What is expected:
A faithful, complete copy of the records is required.
"""
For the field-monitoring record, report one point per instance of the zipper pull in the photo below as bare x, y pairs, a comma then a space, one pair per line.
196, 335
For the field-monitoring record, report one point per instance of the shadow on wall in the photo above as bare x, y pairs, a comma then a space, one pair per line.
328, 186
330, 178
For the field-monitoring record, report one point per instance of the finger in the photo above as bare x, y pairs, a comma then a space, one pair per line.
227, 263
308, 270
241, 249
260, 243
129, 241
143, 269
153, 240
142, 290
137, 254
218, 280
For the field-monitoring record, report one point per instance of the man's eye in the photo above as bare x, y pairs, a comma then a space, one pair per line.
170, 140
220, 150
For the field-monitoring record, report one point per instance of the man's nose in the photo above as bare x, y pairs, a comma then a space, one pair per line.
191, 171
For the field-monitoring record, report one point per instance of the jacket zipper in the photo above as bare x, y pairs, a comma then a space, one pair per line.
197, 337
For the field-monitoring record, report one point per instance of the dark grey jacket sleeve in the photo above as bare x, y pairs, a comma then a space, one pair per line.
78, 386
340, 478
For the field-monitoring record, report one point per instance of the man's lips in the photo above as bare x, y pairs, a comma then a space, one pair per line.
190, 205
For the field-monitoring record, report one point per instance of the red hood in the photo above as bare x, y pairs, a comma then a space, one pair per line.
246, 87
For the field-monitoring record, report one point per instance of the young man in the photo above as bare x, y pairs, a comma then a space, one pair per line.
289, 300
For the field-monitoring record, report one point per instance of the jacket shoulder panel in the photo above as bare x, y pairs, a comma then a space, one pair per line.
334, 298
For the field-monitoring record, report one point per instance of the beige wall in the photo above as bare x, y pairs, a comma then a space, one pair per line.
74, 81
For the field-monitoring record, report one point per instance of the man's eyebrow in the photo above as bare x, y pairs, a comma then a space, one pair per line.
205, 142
"""
Answer below:
For the field-monitoring record, report one point per instance of the zipper pull in the photo below as bare x, y pairs, a comma then a space, one pair per line.
196, 335
For the field-monitoring record, report one point per instance of the shadow on wall in the photo above as bare x, y pairs, a comma then a space, one pair per line.
328, 186
330, 178
For the field-monitoring record, report one point per instance of the finger in the photo above as bare x, y pairs, a comma then a space, one pair per line.
227, 263
308, 270
241, 249
260, 243
129, 241
143, 269
153, 240
142, 290
137, 254
218, 280
For the field-monitoring record, report one point per instance of the man's eye in the photo above as bare x, y pairs, a comma then a space, one pair per line.
170, 140
220, 150
For the field-monitoring record, report one point per instance of the man's nose in the photo above as bare x, y pairs, a comma then a space, one pair per line.
191, 171
For the field-monitoring record, report one point per instance of the jacket zipper in the photo above as bare x, y pairs, a comma then a space, one pair per line.
197, 337
For the field-monitoring record, report one point per instance of the dark grey jacket sleeve in the photo above as bare x, y pairs, a comma then a space, one pair per line.
78, 386
340, 478
For the field-monitoring record, report one point per instance of the man's lips in the photo above as bare x, y pairs, a comma then a space, one pair per line.
190, 205
For the field-monitoring record, report one point per instance of the red hood in the photo above as bare x, y pairs, a comma then a space, one pair per line.
246, 87
For the field-monitoring record, report one point per instance of the young man in the photo above as bare x, y pairs, a comma then a space, one pair per line.
289, 300
For the field-monitoring record, report one point per instance of the jacket shoulder panel in the photo above as bare x, y pairs, a comma then a space, one pair per line.
334, 298
For the field-monitoring record, report one point per instance of the beige wall in the photo above as bare x, y pairs, a comma then a space, one pair per line.
74, 81
For the field-monitoring record, report one point per instance of the man's eyebrow in the photo above as bare x, y pairs, a comma then a space, one pair per line.
205, 142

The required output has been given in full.